Exercise set |
[a] Reproduce the stretch of the Hygrophorus passage from "Hygrophorus is a" through "in local markets.", word for word.
[b] Condense the paragraph of the Hygrophorus passage that begins "Hygrophorus was first published" into a short bulleted list that keeps its main facts.

***** Reading passage

Hygrophorus is a genus of agarics (gilled mushrooms) in the family Hygrophoraceae. Called "woodwaxes" in the UK or "waxy caps" (together with Hygrocybe species) in North America, basidiocarps (fruit bodies) are typically fleshy, often with slimy caps and lamellae that are broadly attached to decurrent. All species are ground-dwelling and ectomycorrhizal (forming an association with living trees) and are typically found in woodland. Around 100 species are recognized worldwide. Fruit bodies of several species are considered edible and are sometimes offered for sale in local markets.

==Taxonomy==

===History===
Hygrophorus was first published in 1836 by Swedish mycologist Elias Magnus Fries. The generic name is derived from the Greek ῦγρὁς (= moist) + φόρος (= bearer), with reference to the slimy caps found in many species. Fries (1849) subsequently split the genus into three subgenera: Limacium, Camarophyllus, and Hygrocybe. The last of these is now recognized as a genus in its own right, but was frequently included within Hygrophorus until the 1970s. Camarophyllus (type species Hygrophorus camarophyllus) and Limacium were also raised to the rank of genus, but are regarded as synonyms of Hygrophorus. Camarophyllus sensu Singer (based on Hygrocybe pratensis) is, however, a synonym of Hygrocybe (or Cuphophyllus).

**********
***** Dataset

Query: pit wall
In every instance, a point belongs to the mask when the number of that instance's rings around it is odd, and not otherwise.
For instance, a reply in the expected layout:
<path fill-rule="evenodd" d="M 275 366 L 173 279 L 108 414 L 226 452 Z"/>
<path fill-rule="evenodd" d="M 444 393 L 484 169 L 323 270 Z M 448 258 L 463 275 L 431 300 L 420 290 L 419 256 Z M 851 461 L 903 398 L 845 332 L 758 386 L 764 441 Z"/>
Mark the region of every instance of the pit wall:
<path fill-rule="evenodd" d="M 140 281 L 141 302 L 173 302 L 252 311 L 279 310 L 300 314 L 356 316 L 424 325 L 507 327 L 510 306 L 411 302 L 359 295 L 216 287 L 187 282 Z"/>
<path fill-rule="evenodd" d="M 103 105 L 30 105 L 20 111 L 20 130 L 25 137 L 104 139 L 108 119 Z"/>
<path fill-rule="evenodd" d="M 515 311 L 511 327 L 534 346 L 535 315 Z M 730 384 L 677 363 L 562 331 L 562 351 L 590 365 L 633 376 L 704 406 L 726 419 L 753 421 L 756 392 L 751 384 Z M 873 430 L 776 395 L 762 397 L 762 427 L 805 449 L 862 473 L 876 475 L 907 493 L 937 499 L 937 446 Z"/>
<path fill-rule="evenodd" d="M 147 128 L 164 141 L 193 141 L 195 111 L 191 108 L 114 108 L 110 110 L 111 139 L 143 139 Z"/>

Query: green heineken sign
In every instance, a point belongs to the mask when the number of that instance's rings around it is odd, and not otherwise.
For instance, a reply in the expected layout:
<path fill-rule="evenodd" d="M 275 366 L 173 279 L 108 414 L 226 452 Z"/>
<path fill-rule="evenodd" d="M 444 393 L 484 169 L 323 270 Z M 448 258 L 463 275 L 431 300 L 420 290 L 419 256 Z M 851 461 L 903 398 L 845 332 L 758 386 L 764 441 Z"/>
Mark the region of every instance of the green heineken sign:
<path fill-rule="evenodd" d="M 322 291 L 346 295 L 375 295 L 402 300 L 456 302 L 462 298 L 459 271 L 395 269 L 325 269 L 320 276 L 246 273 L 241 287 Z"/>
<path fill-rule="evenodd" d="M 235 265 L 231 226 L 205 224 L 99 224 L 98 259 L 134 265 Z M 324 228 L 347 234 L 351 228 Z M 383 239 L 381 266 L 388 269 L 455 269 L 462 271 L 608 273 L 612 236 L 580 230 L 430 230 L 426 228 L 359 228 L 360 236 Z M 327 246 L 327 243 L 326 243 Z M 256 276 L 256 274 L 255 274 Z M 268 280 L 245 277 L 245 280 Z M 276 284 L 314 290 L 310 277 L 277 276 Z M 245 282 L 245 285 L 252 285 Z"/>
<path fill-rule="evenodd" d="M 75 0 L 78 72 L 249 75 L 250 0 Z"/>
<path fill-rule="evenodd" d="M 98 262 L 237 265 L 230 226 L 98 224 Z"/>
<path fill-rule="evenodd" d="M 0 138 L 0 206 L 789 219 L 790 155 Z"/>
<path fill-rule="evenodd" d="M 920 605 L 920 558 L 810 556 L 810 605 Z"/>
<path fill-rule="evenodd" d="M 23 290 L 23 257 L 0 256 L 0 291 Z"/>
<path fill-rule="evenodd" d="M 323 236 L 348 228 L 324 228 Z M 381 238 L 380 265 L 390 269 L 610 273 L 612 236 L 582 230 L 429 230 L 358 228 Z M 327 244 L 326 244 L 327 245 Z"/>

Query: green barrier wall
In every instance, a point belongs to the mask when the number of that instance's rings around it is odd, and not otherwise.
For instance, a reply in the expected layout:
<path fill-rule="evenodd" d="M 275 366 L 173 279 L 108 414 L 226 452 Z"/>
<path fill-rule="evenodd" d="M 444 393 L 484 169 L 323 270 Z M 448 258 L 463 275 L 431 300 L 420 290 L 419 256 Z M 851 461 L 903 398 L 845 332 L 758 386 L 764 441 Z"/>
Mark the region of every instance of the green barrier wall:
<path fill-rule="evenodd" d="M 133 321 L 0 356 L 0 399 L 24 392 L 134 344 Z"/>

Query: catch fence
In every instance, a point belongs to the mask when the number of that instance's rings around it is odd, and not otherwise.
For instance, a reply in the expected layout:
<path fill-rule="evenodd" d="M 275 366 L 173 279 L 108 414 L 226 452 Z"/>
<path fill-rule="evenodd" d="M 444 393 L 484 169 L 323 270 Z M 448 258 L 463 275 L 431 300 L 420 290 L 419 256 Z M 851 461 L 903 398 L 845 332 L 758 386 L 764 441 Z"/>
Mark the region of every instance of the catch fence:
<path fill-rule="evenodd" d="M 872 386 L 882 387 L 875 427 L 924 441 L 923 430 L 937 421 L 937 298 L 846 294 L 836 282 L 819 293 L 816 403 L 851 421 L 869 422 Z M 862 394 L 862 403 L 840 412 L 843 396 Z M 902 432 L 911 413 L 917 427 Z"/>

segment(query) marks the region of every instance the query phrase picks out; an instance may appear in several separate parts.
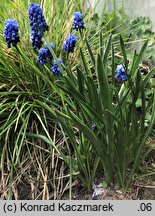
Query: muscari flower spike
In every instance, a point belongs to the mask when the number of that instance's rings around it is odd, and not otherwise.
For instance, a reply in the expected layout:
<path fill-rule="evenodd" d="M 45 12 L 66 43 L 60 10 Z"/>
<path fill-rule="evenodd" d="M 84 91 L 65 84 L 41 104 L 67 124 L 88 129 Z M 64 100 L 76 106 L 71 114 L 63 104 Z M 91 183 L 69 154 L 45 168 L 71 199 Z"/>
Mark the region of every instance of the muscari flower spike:
<path fill-rule="evenodd" d="M 58 60 L 59 63 L 62 65 L 62 60 L 61 60 L 61 59 L 57 59 L 57 60 Z M 60 68 L 59 68 L 59 66 L 58 66 L 58 64 L 57 64 L 56 61 L 54 61 L 54 64 L 53 64 L 53 66 L 51 67 L 51 71 L 52 71 L 55 75 L 57 75 L 57 76 L 62 76 L 62 72 L 61 72 L 61 70 L 60 70 Z"/>
<path fill-rule="evenodd" d="M 83 14 L 80 12 L 74 13 L 74 21 L 73 21 L 73 29 L 78 31 L 80 29 L 84 29 L 84 22 L 83 22 Z"/>
<path fill-rule="evenodd" d="M 29 19 L 31 26 L 31 43 L 34 49 L 40 49 L 43 42 L 42 37 L 45 31 L 49 30 L 49 26 L 46 23 L 42 9 L 38 4 L 30 3 Z"/>
<path fill-rule="evenodd" d="M 126 73 L 123 65 L 117 65 L 117 74 L 116 74 L 115 78 L 121 82 L 127 80 L 127 73 Z"/>
<path fill-rule="evenodd" d="M 4 28 L 4 38 L 6 40 L 7 47 L 10 48 L 11 45 L 14 47 L 17 46 L 17 43 L 20 42 L 17 21 L 9 19 L 5 20 L 4 24 L 6 25 Z"/>
<path fill-rule="evenodd" d="M 53 44 L 50 44 L 51 49 L 55 49 Z M 47 63 L 48 60 L 52 61 L 53 56 L 48 48 L 48 46 L 46 45 L 45 48 L 41 48 L 39 50 L 39 55 L 38 55 L 38 59 L 36 60 L 37 63 L 40 63 L 42 66 L 44 64 Z"/>
<path fill-rule="evenodd" d="M 63 50 L 65 50 L 66 52 L 70 53 L 70 52 L 74 52 L 74 48 L 77 42 L 77 37 L 75 37 L 75 35 L 69 35 L 69 37 L 66 39 L 64 45 L 63 45 Z"/>

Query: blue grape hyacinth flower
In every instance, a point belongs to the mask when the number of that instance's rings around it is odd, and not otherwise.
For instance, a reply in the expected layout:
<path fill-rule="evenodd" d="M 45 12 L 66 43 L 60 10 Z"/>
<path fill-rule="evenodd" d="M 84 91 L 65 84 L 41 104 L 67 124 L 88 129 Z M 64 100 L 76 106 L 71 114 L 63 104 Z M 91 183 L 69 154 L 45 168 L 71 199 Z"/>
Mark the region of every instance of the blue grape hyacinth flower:
<path fill-rule="evenodd" d="M 55 49 L 53 44 L 50 44 L 51 49 Z M 48 46 L 46 45 L 45 48 L 41 48 L 39 50 L 39 55 L 38 55 L 38 59 L 36 60 L 37 63 L 40 63 L 42 66 L 44 64 L 46 64 L 48 62 L 48 60 L 52 61 L 53 56 L 48 48 Z"/>
<path fill-rule="evenodd" d="M 17 43 L 20 42 L 19 38 L 19 27 L 17 25 L 16 20 L 5 20 L 4 24 L 6 25 L 4 28 L 4 38 L 7 43 L 7 47 L 10 48 L 12 46 L 17 46 Z"/>
<path fill-rule="evenodd" d="M 84 22 L 83 22 L 83 14 L 80 12 L 74 13 L 74 21 L 73 21 L 73 29 L 78 31 L 80 29 L 84 29 Z"/>
<path fill-rule="evenodd" d="M 31 43 L 34 49 L 40 49 L 43 42 L 42 37 L 45 31 L 49 30 L 49 26 L 46 23 L 41 7 L 38 4 L 30 3 L 29 19 L 31 26 Z"/>
<path fill-rule="evenodd" d="M 58 59 L 59 63 L 62 65 L 62 60 Z M 62 72 L 57 64 L 56 61 L 54 61 L 53 66 L 51 67 L 51 71 L 53 72 L 53 74 L 57 75 L 57 76 L 62 76 Z"/>
<path fill-rule="evenodd" d="M 121 82 L 127 80 L 127 73 L 126 73 L 123 65 L 117 65 L 117 74 L 116 74 L 115 78 Z"/>
<path fill-rule="evenodd" d="M 75 37 L 75 35 L 71 34 L 69 35 L 69 37 L 66 39 L 64 45 L 63 45 L 63 50 L 65 50 L 66 52 L 70 53 L 70 52 L 74 52 L 74 48 L 76 46 L 76 42 L 77 42 L 77 37 Z"/>

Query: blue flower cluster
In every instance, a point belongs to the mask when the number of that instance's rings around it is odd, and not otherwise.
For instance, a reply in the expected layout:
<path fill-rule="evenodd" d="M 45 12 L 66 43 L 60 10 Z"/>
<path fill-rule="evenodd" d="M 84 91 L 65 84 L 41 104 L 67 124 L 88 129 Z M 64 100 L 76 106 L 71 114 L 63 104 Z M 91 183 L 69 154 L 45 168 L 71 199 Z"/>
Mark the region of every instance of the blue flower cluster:
<path fill-rule="evenodd" d="M 38 4 L 30 3 L 28 13 L 31 26 L 32 46 L 34 47 L 34 49 L 40 49 L 43 44 L 42 36 L 45 31 L 48 31 L 49 27 L 44 18 L 42 9 Z"/>
<path fill-rule="evenodd" d="M 73 29 L 76 31 L 84 29 L 83 14 L 80 12 L 74 13 Z"/>
<path fill-rule="evenodd" d="M 51 49 L 54 50 L 54 45 L 50 44 Z M 39 55 L 38 55 L 38 59 L 36 60 L 36 62 L 39 62 L 41 65 L 44 65 L 47 63 L 48 60 L 52 60 L 53 56 L 48 48 L 48 46 L 46 45 L 45 48 L 41 48 L 39 50 Z"/>
<path fill-rule="evenodd" d="M 65 50 L 66 52 L 70 53 L 70 52 L 74 52 L 74 48 L 77 42 L 77 37 L 75 37 L 75 35 L 69 35 L 69 37 L 66 39 L 64 45 L 63 45 L 63 50 Z"/>
<path fill-rule="evenodd" d="M 17 46 L 17 43 L 20 42 L 20 38 L 18 35 L 18 25 L 16 20 L 5 20 L 4 24 L 6 25 L 4 28 L 4 38 L 7 43 L 7 47 L 10 48 L 12 46 Z"/>
<path fill-rule="evenodd" d="M 123 67 L 123 65 L 117 65 L 117 74 L 115 76 L 116 79 L 119 81 L 126 81 L 127 80 L 127 73 Z"/>
<path fill-rule="evenodd" d="M 58 62 L 62 65 L 62 60 L 61 59 L 58 59 Z M 56 61 L 54 61 L 54 64 L 53 64 L 53 66 L 51 68 L 51 71 L 57 76 L 62 76 L 62 72 L 61 72 L 61 70 L 60 70 L 60 68 L 59 68 Z"/>

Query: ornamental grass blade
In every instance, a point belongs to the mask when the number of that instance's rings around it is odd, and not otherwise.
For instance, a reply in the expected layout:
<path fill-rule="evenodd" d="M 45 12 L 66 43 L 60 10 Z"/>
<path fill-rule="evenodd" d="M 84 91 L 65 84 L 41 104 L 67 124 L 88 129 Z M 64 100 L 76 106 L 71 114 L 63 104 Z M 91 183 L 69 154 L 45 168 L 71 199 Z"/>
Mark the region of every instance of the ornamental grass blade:
<path fill-rule="evenodd" d="M 100 54 L 97 56 L 96 62 L 97 81 L 99 86 L 99 95 L 102 101 L 103 110 L 112 111 L 112 98 L 110 93 L 110 86 L 108 84 L 106 70 L 103 67 Z"/>
<path fill-rule="evenodd" d="M 88 63 L 86 62 L 86 58 L 85 58 L 81 48 L 80 48 L 80 56 L 81 56 L 81 59 L 82 59 L 82 63 L 83 63 L 83 66 L 84 66 L 86 76 L 91 76 L 91 71 L 90 71 L 90 69 L 88 67 Z"/>
<path fill-rule="evenodd" d="M 104 51 L 104 55 L 103 55 L 103 65 L 104 67 L 107 69 L 107 65 L 108 65 L 108 55 L 109 55 L 109 51 L 111 50 L 111 40 L 112 40 L 112 34 L 109 36 L 107 44 L 106 44 L 106 48 Z M 103 47 L 102 44 L 100 44 L 101 47 Z"/>
<path fill-rule="evenodd" d="M 91 50 L 91 47 L 90 47 L 90 45 L 89 45 L 89 43 L 88 43 L 87 40 L 86 40 L 86 46 L 87 46 L 87 50 L 88 50 L 88 52 L 89 52 L 89 55 L 90 55 L 92 64 L 93 64 L 93 66 L 94 66 L 94 68 L 95 68 L 95 57 L 94 57 L 94 54 L 93 54 L 93 52 L 92 52 L 92 50 Z"/>
<path fill-rule="evenodd" d="M 144 43 L 144 45 L 142 46 L 138 56 L 136 56 L 136 52 L 134 52 L 134 56 L 133 56 L 133 63 L 132 63 L 132 66 L 131 66 L 131 76 L 135 77 L 136 76 L 136 71 L 137 71 L 137 68 L 143 58 L 143 54 L 147 48 L 147 45 L 148 45 L 148 41 L 146 41 Z"/>
<path fill-rule="evenodd" d="M 123 58 L 124 58 L 124 62 L 125 62 L 125 69 L 128 69 L 128 59 L 127 59 L 127 55 L 126 55 L 126 51 L 125 51 L 125 44 L 124 44 L 124 40 L 122 38 L 122 36 L 120 35 L 120 45 L 121 45 L 121 50 L 122 50 L 122 54 L 123 54 Z"/>

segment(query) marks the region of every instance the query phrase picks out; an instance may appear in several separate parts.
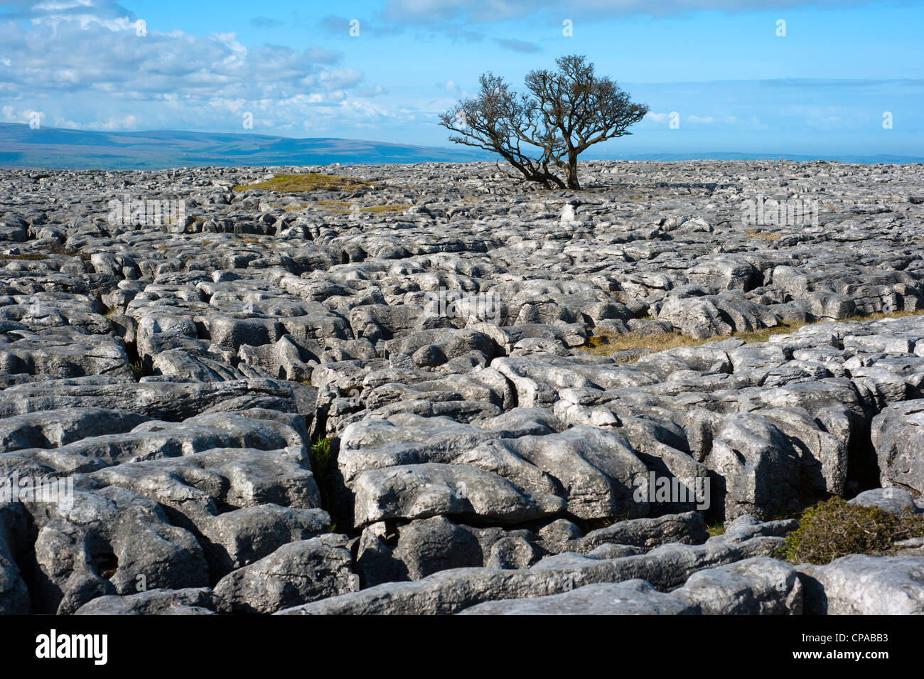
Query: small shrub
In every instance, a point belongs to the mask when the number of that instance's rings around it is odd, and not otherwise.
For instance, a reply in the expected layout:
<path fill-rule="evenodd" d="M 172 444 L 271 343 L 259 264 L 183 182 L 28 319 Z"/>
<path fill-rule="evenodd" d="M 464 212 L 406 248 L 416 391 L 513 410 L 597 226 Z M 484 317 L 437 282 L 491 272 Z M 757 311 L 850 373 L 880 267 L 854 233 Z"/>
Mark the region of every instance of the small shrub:
<path fill-rule="evenodd" d="M 885 552 L 897 540 L 922 535 L 924 515 L 896 516 L 834 497 L 803 512 L 779 556 L 793 564 L 822 565 L 847 554 Z"/>

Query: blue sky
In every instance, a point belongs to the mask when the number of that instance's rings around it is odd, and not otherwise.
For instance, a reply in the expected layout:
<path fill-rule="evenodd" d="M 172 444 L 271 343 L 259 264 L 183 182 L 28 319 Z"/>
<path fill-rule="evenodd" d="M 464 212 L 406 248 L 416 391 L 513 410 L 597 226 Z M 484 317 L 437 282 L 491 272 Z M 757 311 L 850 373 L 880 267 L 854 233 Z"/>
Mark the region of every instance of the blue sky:
<path fill-rule="evenodd" d="M 447 146 L 436 115 L 481 72 L 521 86 L 529 69 L 581 54 L 650 108 L 597 157 L 924 156 L 924 3 L 768 5 L 0 2 L 0 120 Z"/>

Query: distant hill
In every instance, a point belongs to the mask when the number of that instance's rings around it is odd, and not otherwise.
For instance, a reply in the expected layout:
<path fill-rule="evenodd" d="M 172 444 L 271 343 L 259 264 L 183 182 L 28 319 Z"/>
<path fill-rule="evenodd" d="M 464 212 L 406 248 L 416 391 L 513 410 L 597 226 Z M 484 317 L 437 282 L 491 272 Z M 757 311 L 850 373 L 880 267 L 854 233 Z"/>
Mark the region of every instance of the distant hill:
<path fill-rule="evenodd" d="M 740 153 L 740 152 L 709 152 L 709 153 L 635 153 L 627 155 L 608 155 L 605 160 L 614 161 L 797 161 L 810 163 L 812 161 L 827 161 L 829 163 L 846 163 L 852 164 L 872 165 L 879 163 L 889 164 L 908 164 L 924 163 L 924 157 L 913 155 L 795 155 L 793 153 Z"/>
<path fill-rule="evenodd" d="M 837 163 L 906 164 L 924 158 L 895 155 L 809 156 L 787 153 L 586 153 L 587 160 L 825 160 Z M 470 163 L 492 160 L 466 147 L 441 148 L 341 139 L 291 139 L 251 133 L 158 129 L 99 132 L 0 123 L 0 167 L 155 170 L 196 165 L 325 165 L 333 163 Z"/>
<path fill-rule="evenodd" d="M 0 123 L 0 167 L 153 170 L 196 165 L 315 165 L 490 160 L 477 150 L 339 139 L 158 129 L 96 132 Z"/>

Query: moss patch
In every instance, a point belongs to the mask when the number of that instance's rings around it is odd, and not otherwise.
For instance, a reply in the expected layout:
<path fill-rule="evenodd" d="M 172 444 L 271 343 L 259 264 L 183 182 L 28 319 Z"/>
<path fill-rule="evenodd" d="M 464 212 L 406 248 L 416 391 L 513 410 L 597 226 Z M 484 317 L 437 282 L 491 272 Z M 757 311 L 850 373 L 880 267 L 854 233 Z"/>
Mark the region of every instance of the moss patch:
<path fill-rule="evenodd" d="M 887 552 L 894 542 L 924 536 L 924 515 L 896 516 L 879 507 L 832 498 L 803 512 L 778 556 L 793 564 L 823 565 L 847 554 Z"/>
<path fill-rule="evenodd" d="M 304 175 L 276 175 L 272 179 L 237 186 L 231 190 L 240 192 L 251 188 L 276 193 L 307 193 L 309 191 L 357 191 L 374 186 L 365 179 L 310 172 Z"/>
<path fill-rule="evenodd" d="M 879 321 L 881 319 L 894 319 L 901 318 L 903 316 L 920 315 L 924 315 L 924 309 L 918 309 L 915 311 L 894 311 L 892 313 L 877 312 L 869 314 L 857 314 L 856 316 L 851 316 L 847 319 L 841 319 L 836 321 L 825 321 L 822 322 L 845 323 L 851 321 Z M 788 334 L 795 333 L 796 330 L 805 327 L 806 325 L 818 324 L 819 323 L 808 323 L 804 321 L 794 321 L 774 325 L 772 328 L 761 328 L 760 330 L 732 333 L 731 334 L 726 335 L 713 335 L 711 337 L 706 337 L 705 339 L 690 337 L 689 335 L 682 334 L 681 333 L 659 333 L 658 334 L 637 334 L 636 333 L 613 334 L 610 333 L 595 333 L 588 337 L 587 342 L 583 346 L 578 346 L 578 348 L 587 354 L 592 354 L 593 356 L 613 356 L 617 351 L 649 349 L 650 352 L 654 353 L 658 351 L 666 351 L 667 349 L 675 349 L 679 346 L 700 346 L 707 342 L 714 342 L 715 340 L 728 339 L 730 337 L 737 337 L 738 339 L 750 344 L 754 342 L 766 342 L 770 339 L 771 335 Z M 638 358 L 640 357 L 630 358 L 626 362 L 638 360 Z"/>

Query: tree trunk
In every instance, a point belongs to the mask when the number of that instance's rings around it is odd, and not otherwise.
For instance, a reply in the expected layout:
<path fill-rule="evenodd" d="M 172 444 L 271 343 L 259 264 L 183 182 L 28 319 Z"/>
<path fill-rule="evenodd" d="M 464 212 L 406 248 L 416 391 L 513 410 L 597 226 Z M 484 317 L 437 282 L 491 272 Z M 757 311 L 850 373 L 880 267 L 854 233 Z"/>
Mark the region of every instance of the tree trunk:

**********

Answers to this exercise |
[a]
Hygrophorus is a genus of agarics (gilled mushrooms) in the family Hygrophoraceae. Called "woodwaxes" in the UK or "waxy caps" (together with Hygrocybe species) in North America, basidiocarps (fruit bodies) are typically fleshy, often with slimy caps and lamellae that are broadly attached to decurrent. All species are ground-dwelling and ectomycorrhizal (forming an association with living trees) and are typically found in woodland. Around 100 species are recognized worldwide. Fruit bodies of several species are considered edible and are sometimes offered for sale in local markets.

[b]
- Swedish mycologist Elias Magnus Fries first published Hygrophorus in 1836.
- The name comes from the Greek ῦγρὁς (moist) + φόρος (bearer) and refers to the slimy caps of many species.
- In 1849 Fries split the genus into three subgenera: Limacium, Camarophyllus, and Hygrocybe.
- Hygrocybe is now its own genus, although it was often included in Hygrophorus until the 1970s.
- Camarophyllus (type species Hygrophorus camarophyllus) and Limacium were also raised to genus rank, but they are regarded as synonyms of Hygrophorus.
- Camarophyllus sensu Singer (based on Hygrocybe pratensis) is a synonym of Hygrocybe (or Cuphophyllus).